Convert the item lines below into a Markdown table with the columns Row and Line, one row number and one line per row, skipping blank lines. Include only the lines starting with the line containing "Report the position of each instance of the car roof" and running through the line containing "[[312, 86], [17, 44]]", both ends included.

Given data

§ §

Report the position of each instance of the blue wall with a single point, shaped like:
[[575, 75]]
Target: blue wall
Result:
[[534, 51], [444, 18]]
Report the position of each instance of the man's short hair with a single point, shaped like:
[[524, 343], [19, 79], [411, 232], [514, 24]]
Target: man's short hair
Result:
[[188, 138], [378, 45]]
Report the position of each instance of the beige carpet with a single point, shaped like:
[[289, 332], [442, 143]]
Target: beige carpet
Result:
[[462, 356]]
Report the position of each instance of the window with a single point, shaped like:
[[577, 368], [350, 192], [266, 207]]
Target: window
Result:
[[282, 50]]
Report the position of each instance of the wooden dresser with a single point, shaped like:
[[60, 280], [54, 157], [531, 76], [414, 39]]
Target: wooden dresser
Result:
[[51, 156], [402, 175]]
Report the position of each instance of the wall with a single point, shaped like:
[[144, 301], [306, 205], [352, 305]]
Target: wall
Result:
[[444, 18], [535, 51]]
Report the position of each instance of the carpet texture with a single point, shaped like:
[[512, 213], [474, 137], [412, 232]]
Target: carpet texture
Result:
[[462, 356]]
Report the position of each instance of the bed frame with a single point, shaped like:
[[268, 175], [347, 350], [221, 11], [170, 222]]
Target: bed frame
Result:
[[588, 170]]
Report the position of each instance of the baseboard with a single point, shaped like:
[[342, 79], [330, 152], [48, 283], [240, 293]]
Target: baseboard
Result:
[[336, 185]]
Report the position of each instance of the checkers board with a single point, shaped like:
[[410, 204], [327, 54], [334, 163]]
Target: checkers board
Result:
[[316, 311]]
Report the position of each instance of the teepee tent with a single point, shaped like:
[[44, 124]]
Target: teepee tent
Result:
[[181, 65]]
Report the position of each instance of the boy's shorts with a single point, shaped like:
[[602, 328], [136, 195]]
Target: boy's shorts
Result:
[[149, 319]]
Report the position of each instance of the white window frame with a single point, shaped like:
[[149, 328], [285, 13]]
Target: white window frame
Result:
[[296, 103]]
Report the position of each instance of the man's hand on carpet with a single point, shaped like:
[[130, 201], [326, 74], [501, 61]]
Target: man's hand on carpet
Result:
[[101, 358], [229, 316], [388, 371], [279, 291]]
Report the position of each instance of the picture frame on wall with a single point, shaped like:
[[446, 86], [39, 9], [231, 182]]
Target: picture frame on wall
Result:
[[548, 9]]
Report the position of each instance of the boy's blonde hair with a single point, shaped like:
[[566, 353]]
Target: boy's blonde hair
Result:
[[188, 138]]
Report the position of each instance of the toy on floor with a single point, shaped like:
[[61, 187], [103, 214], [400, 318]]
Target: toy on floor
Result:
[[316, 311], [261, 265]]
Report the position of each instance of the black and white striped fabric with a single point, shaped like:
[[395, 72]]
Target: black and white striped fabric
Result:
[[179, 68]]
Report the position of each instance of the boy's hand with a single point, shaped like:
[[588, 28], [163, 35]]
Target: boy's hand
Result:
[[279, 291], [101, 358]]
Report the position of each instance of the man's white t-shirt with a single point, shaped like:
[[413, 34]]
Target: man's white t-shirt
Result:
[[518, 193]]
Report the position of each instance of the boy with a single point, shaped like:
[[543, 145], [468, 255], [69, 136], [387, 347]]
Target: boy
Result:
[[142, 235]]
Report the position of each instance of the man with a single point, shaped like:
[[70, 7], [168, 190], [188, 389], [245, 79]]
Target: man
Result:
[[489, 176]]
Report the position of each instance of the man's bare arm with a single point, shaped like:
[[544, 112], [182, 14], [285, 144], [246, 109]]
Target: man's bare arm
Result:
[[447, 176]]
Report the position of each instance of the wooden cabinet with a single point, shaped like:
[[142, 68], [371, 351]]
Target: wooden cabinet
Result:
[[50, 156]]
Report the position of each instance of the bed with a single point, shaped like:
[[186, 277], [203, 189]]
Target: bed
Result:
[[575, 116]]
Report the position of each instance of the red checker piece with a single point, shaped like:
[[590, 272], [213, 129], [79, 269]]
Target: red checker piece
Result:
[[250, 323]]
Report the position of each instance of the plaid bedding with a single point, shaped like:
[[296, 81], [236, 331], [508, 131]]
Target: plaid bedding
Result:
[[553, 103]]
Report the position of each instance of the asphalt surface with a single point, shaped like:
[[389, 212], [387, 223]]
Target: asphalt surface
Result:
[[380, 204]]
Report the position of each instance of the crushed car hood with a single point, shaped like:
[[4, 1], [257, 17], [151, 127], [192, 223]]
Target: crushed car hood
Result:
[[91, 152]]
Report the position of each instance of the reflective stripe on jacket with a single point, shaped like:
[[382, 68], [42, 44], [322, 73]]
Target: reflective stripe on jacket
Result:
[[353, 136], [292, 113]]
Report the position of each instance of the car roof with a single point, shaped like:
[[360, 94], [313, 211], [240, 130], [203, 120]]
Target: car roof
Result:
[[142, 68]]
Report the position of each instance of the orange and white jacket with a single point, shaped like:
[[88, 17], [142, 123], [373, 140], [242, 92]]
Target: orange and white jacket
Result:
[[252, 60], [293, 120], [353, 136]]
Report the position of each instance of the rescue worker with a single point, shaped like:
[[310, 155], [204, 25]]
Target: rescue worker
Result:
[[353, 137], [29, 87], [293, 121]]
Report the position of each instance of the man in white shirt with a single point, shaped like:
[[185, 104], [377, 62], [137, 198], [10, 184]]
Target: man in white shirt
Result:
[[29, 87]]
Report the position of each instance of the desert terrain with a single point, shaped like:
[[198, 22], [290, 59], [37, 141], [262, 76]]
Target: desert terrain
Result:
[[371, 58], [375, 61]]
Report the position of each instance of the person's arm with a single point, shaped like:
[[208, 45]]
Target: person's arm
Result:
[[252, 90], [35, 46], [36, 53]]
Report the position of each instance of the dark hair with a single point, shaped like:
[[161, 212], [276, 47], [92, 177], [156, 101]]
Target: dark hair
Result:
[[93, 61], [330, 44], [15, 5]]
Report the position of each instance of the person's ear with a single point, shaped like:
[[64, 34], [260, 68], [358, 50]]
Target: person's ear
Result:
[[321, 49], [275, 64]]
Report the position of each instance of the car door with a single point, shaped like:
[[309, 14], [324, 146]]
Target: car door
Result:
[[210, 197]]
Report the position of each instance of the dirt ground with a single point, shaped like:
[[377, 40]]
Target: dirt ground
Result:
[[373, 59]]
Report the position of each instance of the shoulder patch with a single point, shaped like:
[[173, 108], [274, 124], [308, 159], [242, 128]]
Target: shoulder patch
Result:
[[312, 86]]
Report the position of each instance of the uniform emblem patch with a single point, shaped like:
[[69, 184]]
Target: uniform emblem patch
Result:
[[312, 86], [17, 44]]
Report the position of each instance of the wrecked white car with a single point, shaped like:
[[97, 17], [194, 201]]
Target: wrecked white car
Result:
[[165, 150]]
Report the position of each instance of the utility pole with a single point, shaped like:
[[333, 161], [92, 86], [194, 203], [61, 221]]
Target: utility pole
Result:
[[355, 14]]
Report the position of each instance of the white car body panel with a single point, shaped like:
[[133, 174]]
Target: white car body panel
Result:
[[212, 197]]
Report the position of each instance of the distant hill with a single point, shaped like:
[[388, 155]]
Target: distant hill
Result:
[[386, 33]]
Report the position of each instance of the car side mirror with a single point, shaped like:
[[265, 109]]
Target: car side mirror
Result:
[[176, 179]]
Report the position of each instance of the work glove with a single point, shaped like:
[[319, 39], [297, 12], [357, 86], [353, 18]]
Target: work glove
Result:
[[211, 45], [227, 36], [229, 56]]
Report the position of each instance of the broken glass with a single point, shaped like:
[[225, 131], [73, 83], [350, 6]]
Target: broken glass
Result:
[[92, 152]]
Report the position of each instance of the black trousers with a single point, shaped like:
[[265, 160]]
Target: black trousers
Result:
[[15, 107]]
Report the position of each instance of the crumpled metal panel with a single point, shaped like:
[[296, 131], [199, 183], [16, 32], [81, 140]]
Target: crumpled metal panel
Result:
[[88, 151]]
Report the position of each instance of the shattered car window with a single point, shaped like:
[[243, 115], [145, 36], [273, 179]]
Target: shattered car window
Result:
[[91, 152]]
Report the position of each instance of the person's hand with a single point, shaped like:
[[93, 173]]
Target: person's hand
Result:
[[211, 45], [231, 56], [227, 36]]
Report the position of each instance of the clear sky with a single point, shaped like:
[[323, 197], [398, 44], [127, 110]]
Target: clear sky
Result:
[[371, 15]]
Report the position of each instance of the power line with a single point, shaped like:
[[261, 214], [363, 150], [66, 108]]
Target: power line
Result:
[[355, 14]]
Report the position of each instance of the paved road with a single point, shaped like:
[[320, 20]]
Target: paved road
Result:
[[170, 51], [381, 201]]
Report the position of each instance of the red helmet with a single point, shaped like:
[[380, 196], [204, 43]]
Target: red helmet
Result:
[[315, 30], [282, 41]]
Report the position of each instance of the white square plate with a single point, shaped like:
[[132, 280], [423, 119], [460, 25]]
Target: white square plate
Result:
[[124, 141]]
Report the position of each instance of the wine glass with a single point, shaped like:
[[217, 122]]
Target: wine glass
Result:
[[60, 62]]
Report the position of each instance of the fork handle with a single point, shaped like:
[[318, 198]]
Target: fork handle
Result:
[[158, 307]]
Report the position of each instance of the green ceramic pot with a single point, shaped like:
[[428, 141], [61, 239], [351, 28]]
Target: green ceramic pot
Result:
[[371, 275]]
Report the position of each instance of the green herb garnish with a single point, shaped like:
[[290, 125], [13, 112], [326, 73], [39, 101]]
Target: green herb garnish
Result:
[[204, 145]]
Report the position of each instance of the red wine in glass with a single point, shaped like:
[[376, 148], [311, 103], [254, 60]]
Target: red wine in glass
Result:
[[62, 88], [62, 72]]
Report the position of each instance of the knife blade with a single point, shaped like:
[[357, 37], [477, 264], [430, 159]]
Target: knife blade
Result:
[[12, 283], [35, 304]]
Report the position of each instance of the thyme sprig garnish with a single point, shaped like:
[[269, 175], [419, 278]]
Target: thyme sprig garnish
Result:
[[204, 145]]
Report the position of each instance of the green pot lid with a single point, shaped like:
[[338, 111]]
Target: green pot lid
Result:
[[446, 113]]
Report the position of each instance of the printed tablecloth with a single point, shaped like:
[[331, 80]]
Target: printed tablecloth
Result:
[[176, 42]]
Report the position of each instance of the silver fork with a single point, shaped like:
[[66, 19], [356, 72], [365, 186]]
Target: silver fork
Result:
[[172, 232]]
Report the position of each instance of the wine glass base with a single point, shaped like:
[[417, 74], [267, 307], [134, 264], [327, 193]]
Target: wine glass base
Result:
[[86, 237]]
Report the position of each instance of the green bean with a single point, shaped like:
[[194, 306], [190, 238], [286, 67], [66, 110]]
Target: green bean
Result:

§ §

Answer for this exercise
| Row | Line |
|---|---|
| 1 | Report the position of each instance of the car roof with a single point, shaped like: |
| 2 | [[360, 94], [313, 211], [240, 130], [203, 120]] |
| 3 | Target: car roof |
| 4 | Result: |
| 5 | [[142, 68]] |
| 6 | Report the position of each instance of the orange and white jacket with a single point, shaped like: |
| 7 | [[88, 17], [142, 123], [373, 140], [242, 92]] |
| 8 | Target: orange and white jacket |
| 9 | Result: |
| 10 | [[252, 60], [293, 120], [353, 136]] |
| 11 | Report the position of each instance of the rescue worker with a single point, shaped like: |
| 12 | [[310, 155], [204, 25]] |
| 13 | Target: rescue worker |
| 14 | Result: |
| 15 | [[353, 137], [29, 87], [293, 121]] |
| 16 | Report the position of each instance of the man in white shirt with a single point, shaped like: |
| 17 | [[185, 104], [377, 62], [137, 198], [10, 184]] |
| 18 | Target: man in white shirt |
| 19 | Result: |
| 20 | [[29, 87]] |
| 21 | Report the position of each instance of the desert terrain with a single point, shaped like: |
| 22 | [[198, 22], [290, 59], [37, 141], [262, 76]] |
| 23 | Target: desert terrain |
| 24 | Result: |
| 25 | [[371, 58], [375, 61]] |
| 26 | Report the position of each instance of the person's arm with a single point, shaped like: |
| 27 | [[208, 45]] |
| 28 | Target: person's arm |
| 29 | Result: |
| 30 | [[252, 90], [35, 46], [36, 53]] |
| 31 | Report the position of each instance of the dark hair with a single point, shaped like: |
| 32 | [[161, 212], [276, 47], [92, 177], [156, 101]] |
| 33 | Target: dark hair |
| 34 | Result: |
| 35 | [[93, 61], [330, 44], [15, 5]] |
| 36 | Report the position of each instance of the person's ear with a single point, shaped like: |
| 37 | [[64, 34], [260, 68], [358, 50]] |
| 38 | Target: person's ear |
| 39 | Result: |
| 40 | [[321, 49], [275, 64]] |
| 41 | Report the position of each instance of the car door with a single point, shaped like: |
| 42 | [[309, 14], [324, 146]] |
| 43 | Target: car door |
| 44 | Result: |
| 45 | [[210, 197]] |
| 46 | Report the position of each instance of the dirt ground with a single point, shaped like: |
| 47 | [[377, 40]] |
| 48 | Target: dirt ground |
| 49 | Result: |
| 50 | [[373, 59]] |
| 51 | Report the position of each instance of the shoulder patch with a single point, shaped like: |
| 52 | [[173, 108], [274, 124], [308, 159], [242, 128]] |
| 53 | Target: shoulder patch |
| 54 | Result: |
| 55 | [[312, 86]] |
| 56 | Report the position of each instance of the uniform emblem patch with a single point, shaped like: |
| 57 | [[69, 184]] |
| 58 | Target: uniform emblem patch |
| 59 | Result: |
| 60 | [[312, 86], [17, 44]] |